----- Extracted data

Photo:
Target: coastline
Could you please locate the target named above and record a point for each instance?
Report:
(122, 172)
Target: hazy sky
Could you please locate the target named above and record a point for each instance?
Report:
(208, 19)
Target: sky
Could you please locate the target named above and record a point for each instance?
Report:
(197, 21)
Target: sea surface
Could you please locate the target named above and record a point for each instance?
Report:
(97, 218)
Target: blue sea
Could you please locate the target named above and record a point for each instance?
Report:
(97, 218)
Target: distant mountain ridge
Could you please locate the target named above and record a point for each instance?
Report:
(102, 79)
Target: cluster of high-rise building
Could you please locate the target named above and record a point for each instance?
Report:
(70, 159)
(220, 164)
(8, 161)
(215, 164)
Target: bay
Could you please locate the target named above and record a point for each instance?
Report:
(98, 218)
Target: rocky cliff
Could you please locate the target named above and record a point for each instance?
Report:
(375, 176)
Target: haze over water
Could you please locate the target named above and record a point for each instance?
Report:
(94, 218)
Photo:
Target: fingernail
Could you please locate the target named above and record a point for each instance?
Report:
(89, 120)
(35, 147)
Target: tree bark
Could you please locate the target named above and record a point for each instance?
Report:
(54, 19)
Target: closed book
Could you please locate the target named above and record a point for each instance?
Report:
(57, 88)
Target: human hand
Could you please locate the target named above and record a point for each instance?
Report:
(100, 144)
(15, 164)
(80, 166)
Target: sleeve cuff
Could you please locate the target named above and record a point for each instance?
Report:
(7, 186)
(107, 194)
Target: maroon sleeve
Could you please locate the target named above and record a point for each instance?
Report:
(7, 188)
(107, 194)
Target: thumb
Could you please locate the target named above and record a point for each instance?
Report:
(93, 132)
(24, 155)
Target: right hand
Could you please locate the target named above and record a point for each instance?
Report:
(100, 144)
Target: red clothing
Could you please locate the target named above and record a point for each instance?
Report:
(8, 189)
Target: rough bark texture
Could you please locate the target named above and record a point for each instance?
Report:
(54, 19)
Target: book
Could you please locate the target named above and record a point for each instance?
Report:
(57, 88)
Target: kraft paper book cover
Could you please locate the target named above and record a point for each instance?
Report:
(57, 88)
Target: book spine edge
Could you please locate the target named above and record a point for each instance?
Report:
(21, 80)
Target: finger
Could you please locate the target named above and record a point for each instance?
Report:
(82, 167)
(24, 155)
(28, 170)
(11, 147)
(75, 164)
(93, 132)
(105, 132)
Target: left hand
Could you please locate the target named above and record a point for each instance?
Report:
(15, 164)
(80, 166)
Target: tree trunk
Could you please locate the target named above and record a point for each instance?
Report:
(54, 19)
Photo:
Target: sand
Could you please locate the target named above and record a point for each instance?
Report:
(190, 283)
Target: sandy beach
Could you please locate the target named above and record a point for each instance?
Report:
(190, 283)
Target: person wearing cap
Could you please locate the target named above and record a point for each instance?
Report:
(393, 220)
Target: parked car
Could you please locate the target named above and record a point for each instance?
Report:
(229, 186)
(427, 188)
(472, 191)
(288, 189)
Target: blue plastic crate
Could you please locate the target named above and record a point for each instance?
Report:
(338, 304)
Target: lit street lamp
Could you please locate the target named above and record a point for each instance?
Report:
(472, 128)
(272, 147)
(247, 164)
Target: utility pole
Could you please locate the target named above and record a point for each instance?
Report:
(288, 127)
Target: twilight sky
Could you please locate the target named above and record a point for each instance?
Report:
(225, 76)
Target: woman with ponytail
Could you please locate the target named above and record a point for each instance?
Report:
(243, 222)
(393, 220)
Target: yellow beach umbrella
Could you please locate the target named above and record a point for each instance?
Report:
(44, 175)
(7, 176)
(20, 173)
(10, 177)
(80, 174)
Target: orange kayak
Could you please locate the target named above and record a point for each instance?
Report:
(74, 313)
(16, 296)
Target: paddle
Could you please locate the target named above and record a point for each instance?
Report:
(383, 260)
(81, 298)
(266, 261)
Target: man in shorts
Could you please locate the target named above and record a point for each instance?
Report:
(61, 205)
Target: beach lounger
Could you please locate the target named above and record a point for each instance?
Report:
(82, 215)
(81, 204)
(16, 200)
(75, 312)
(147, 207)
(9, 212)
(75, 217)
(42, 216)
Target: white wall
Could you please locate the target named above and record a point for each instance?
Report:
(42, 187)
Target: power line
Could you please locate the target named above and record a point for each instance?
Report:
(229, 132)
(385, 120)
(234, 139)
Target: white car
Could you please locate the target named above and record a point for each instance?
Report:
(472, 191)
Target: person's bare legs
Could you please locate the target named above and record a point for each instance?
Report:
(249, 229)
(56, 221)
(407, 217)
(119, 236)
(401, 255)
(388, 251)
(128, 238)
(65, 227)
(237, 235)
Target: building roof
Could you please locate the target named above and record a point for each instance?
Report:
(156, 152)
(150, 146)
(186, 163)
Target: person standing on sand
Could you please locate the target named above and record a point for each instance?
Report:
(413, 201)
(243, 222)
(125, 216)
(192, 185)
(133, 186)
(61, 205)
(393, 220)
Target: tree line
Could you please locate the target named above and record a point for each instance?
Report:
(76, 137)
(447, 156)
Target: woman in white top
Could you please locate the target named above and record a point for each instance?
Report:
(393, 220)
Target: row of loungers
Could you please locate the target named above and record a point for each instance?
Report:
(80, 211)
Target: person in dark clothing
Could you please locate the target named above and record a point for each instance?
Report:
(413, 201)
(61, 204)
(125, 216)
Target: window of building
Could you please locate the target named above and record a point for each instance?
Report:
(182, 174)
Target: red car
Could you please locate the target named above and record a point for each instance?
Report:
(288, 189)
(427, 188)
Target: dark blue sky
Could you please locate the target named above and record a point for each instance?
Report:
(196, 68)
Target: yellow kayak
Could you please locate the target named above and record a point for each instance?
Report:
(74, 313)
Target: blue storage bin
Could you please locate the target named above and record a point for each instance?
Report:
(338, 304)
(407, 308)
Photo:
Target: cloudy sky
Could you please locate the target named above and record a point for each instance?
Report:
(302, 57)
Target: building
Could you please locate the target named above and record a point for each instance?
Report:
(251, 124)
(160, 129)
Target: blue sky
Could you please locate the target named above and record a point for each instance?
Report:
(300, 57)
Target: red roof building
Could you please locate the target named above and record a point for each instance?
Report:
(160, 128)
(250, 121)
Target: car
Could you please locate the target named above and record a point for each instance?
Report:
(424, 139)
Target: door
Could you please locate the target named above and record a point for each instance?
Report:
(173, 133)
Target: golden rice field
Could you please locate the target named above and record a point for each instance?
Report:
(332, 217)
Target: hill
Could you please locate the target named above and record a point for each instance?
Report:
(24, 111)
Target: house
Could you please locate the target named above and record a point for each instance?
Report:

----------

Task goal » Pick out every line above that contains the word "person" and copy it.

Finished task »
Target: person wearing cap
Target: person's bare legs
Target: person standing on sand
Target: person in dark clothing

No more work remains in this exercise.